═════ Exercise material

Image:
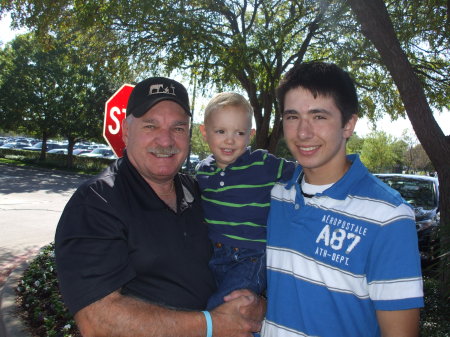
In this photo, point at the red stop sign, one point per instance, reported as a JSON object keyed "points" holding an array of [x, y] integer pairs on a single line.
{"points": [[115, 112]]}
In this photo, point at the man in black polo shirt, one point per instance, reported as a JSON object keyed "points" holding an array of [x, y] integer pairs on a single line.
{"points": [[132, 250]]}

══════════

What this task involves:
Lay out each line of the material above as a numbered list, skipping blank lines. Leave the pictures out of your answer.

Task solution:
1. Image:
2. In this photo, point at the red stop sign, one point per instance, reported as a JSON object keyed "points" holding an array of [x, y] integer pairs on a single line.
3. {"points": [[115, 112]]}
4. In this photo, point at the man in black polo shirt, one point per instance, reported as a JSON object keyed "points" holding an array of [x, y] integer pairs on a single line.
5. {"points": [[132, 250]]}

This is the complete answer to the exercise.